Description of the task:
Copy out every line in the records below that contains the word "marble".

Dataset records:
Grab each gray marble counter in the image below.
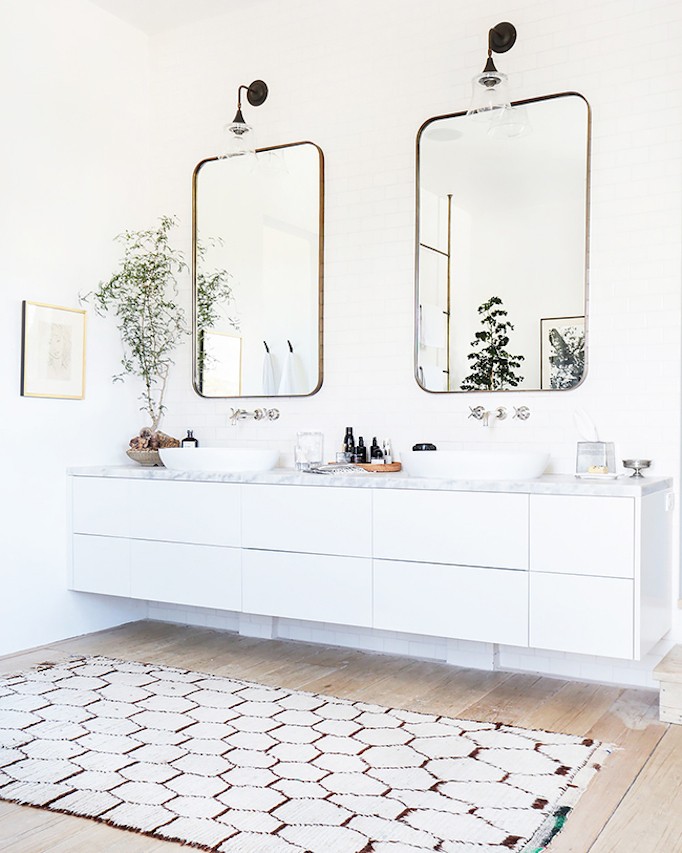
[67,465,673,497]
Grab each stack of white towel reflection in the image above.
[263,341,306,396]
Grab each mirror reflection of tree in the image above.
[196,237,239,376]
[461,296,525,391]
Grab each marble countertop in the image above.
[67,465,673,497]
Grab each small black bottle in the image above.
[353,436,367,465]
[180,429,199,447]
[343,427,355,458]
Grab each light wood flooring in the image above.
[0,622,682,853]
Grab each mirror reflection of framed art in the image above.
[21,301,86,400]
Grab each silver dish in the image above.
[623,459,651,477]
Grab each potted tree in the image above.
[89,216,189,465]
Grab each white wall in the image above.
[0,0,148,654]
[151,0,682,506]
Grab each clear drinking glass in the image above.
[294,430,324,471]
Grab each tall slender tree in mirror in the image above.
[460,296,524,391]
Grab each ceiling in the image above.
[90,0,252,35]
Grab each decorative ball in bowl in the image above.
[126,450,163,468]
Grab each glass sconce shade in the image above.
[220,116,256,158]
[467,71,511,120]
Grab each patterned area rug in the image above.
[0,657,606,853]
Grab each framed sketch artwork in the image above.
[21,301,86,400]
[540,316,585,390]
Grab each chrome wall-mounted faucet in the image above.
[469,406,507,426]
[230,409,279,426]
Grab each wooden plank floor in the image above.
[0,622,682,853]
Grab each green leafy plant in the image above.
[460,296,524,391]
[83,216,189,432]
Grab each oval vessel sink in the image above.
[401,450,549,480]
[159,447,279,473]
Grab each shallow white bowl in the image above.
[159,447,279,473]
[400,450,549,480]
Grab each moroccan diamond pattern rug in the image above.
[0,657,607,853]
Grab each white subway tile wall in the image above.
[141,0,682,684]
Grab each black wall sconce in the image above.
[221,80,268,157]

Solved exercise:
Grab each gray marble counter in the image below.
Grab each marble countertop in the image above.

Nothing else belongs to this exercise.